Transcribe the lines below from the line with "For this challenge, identify the cloud" to the line with "point(969, 272)", both included, and nothing else.

SUPPLIED RECORDS:
__________________________________________________
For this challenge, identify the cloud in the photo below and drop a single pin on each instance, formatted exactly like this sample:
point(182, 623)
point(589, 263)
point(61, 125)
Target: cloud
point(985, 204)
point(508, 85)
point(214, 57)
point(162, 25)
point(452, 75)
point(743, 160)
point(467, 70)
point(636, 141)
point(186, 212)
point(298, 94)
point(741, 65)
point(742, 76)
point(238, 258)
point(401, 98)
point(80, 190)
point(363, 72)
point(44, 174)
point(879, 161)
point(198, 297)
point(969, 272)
__________________________________________________
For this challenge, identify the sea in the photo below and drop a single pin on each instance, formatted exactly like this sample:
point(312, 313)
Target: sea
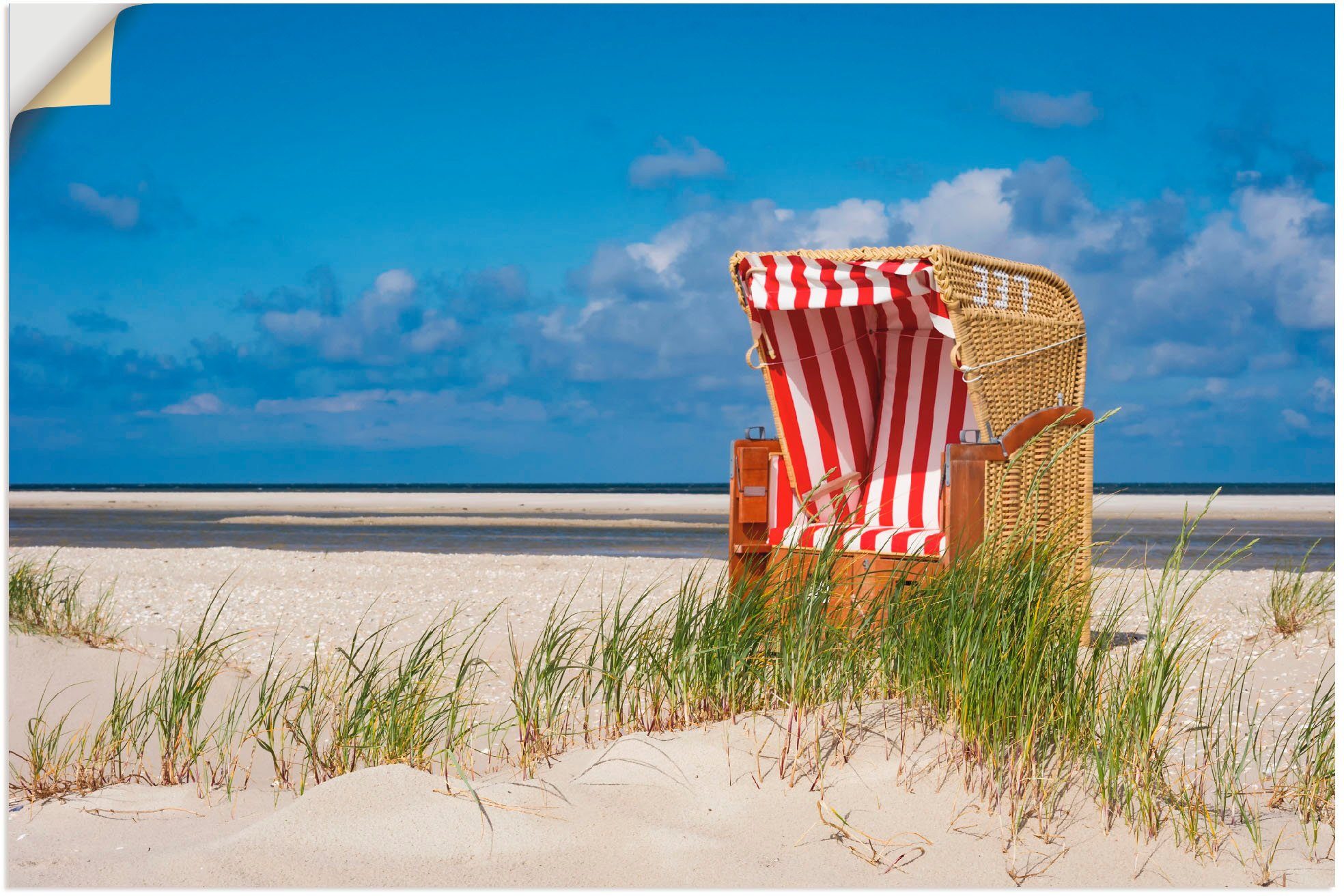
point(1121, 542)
__________________________________________________
WRITTEN ANSWER:
For this challenge, identify the cloud in the photo below and drop a single pin on each instance, formatted exactly like this sample:
point(182, 623)
point(589, 263)
point(61, 125)
Target: cloud
point(985, 204)
point(508, 85)
point(214, 57)
point(162, 25)
point(452, 75)
point(743, 160)
point(467, 70)
point(636, 141)
point(186, 212)
point(298, 94)
point(741, 65)
point(742, 76)
point(238, 258)
point(401, 98)
point(80, 190)
point(363, 72)
point(44, 174)
point(879, 161)
point(198, 297)
point(969, 272)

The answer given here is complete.